## [TO DO]
Find the line containing "coordinates: whole pixels, x" in the records below. Copy exactly that line and each one after it, ending at the line containing "Query: <item>slender tree trunk</item>", and nothing more.

DATA SUPPLIED below:

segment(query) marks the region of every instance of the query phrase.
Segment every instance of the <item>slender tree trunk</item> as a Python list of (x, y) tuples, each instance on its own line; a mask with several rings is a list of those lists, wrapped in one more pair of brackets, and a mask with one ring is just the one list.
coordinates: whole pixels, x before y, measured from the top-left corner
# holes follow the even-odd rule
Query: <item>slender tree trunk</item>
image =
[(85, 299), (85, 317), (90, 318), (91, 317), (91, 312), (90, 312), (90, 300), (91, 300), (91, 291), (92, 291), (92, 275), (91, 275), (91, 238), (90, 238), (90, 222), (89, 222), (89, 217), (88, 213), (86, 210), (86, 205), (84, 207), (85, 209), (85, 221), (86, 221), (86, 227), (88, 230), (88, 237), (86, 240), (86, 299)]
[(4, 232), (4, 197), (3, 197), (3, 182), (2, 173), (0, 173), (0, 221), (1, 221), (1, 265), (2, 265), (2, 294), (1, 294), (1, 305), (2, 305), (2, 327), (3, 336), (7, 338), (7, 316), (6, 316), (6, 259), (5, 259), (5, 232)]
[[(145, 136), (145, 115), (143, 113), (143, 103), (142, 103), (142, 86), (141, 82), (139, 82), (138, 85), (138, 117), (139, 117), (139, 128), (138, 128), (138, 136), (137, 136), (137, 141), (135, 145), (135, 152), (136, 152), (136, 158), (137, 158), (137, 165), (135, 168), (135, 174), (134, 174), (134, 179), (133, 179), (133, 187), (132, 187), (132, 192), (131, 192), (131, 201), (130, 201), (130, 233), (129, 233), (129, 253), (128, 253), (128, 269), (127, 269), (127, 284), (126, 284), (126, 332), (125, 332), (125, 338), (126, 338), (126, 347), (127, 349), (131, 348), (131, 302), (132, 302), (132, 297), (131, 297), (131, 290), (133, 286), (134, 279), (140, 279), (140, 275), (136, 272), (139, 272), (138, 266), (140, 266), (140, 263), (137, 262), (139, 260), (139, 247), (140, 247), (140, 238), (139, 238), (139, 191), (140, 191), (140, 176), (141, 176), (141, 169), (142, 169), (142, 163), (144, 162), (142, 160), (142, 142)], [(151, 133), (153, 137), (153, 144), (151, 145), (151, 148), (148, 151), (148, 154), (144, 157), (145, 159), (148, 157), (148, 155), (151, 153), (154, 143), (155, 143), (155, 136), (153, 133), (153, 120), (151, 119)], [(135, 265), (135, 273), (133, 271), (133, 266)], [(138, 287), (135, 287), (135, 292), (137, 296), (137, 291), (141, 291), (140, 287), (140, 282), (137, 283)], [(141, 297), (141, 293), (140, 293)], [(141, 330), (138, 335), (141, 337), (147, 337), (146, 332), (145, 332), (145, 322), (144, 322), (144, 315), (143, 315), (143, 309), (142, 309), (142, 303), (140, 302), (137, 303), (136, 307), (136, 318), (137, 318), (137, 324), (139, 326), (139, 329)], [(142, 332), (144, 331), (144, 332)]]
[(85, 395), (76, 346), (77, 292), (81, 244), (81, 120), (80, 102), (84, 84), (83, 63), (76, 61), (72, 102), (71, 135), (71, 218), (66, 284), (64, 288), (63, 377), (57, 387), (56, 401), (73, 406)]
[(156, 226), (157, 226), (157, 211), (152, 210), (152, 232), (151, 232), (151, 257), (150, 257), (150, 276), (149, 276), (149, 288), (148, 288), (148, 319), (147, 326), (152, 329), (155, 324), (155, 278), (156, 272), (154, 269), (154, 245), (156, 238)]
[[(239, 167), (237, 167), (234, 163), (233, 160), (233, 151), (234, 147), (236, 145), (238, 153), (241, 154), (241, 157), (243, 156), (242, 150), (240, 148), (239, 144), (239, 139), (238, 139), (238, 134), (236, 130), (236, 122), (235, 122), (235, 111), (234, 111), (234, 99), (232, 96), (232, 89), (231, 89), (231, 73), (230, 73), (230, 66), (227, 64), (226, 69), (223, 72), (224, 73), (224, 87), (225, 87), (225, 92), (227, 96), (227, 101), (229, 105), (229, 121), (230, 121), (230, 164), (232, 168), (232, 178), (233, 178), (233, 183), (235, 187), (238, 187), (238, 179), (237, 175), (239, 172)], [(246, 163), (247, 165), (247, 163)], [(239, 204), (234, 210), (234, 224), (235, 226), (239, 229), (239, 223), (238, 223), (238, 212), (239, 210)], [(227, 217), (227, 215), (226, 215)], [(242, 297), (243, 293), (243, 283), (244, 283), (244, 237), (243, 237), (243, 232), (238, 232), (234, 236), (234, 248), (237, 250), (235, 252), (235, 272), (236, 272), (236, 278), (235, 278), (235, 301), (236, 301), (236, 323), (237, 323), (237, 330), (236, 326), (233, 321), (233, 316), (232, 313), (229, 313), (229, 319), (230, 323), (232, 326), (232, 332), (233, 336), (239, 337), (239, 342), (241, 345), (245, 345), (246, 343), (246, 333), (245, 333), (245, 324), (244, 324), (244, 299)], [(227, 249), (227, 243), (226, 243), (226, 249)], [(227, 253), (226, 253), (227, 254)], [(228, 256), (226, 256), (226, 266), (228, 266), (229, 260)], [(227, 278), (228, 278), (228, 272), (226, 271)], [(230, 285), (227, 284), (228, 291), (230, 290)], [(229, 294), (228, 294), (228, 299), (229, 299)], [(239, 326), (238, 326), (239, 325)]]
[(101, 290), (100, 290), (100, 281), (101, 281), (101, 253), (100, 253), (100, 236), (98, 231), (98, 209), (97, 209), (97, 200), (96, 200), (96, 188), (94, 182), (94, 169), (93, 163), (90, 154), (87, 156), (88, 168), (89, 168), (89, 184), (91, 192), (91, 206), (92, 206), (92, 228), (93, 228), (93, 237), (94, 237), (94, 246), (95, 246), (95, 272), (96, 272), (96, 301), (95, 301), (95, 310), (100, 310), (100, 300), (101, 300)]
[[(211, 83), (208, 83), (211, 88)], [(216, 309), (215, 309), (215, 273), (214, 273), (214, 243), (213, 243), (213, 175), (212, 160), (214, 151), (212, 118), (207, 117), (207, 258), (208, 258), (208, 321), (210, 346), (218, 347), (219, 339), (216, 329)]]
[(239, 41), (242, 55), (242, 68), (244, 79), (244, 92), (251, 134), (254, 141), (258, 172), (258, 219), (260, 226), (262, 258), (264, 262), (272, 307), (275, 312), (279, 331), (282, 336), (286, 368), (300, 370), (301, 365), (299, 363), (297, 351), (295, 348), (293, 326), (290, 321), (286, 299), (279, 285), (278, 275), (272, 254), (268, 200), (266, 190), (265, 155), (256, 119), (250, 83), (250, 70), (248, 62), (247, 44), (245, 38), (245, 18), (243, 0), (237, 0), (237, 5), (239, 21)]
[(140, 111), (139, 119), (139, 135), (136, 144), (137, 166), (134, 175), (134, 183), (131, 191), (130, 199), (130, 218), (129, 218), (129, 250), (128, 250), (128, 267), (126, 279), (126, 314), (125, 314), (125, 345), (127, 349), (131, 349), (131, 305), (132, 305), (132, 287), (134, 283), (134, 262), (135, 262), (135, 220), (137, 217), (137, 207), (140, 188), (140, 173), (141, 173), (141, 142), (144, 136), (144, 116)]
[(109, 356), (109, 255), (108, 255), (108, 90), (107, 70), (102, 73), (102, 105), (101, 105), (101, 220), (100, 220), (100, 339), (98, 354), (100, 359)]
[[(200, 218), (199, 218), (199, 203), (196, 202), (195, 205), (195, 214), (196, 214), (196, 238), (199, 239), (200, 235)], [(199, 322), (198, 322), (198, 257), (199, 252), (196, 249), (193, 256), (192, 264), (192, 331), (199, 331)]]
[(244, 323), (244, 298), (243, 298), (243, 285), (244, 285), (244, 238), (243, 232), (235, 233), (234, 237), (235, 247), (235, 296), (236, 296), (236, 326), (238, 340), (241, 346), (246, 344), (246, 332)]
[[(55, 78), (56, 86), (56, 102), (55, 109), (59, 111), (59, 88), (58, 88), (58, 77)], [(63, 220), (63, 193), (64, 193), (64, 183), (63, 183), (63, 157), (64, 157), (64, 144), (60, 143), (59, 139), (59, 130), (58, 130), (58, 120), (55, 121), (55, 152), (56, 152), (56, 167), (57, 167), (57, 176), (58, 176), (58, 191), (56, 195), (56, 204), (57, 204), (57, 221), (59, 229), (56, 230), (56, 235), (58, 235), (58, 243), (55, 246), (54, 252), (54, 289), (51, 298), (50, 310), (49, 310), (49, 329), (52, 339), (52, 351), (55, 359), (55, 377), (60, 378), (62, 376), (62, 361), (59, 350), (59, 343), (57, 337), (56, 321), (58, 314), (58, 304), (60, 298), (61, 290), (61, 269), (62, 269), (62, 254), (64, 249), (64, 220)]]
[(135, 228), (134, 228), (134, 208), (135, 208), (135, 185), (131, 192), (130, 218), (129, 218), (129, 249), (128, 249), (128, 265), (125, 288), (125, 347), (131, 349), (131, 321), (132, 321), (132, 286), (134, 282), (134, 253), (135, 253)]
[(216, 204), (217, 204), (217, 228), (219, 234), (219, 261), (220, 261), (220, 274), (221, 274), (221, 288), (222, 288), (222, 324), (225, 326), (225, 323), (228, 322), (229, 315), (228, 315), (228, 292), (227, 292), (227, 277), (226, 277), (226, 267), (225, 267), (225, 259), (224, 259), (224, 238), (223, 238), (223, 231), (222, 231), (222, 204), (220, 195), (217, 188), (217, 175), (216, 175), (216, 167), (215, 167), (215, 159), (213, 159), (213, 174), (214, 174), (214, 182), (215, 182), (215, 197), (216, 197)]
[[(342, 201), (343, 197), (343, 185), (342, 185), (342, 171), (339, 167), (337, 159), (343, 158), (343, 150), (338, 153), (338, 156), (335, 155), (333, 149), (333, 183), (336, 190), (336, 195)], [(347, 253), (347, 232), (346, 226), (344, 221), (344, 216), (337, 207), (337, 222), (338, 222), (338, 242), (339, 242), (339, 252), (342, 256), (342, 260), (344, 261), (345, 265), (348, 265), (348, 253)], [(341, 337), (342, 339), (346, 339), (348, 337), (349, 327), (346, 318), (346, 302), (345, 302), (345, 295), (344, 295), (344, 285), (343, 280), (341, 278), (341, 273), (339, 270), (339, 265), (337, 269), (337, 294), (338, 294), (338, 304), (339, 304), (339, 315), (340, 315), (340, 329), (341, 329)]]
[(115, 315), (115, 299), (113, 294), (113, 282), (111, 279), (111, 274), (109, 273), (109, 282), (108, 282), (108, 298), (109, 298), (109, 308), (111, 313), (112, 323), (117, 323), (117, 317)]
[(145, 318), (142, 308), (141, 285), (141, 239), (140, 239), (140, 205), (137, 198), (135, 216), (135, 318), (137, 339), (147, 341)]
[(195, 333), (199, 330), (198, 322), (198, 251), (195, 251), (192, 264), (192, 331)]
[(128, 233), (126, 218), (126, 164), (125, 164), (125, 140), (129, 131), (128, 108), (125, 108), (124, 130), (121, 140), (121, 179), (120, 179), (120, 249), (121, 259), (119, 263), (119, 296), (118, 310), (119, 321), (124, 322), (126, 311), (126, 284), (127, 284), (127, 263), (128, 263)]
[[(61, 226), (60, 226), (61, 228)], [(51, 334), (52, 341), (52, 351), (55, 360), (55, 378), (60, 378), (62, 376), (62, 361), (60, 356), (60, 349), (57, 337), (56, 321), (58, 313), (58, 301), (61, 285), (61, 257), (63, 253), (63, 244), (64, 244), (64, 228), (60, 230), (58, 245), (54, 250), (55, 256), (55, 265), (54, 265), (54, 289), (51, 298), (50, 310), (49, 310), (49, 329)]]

End of DATA SUPPLIED.

## [ANSWER TO THIS PROBLEM]
coordinates: whole pixels, x before y, measured from the top-left corner
# holes follow the even-odd rule
Query: <item>slender tree trunk</item>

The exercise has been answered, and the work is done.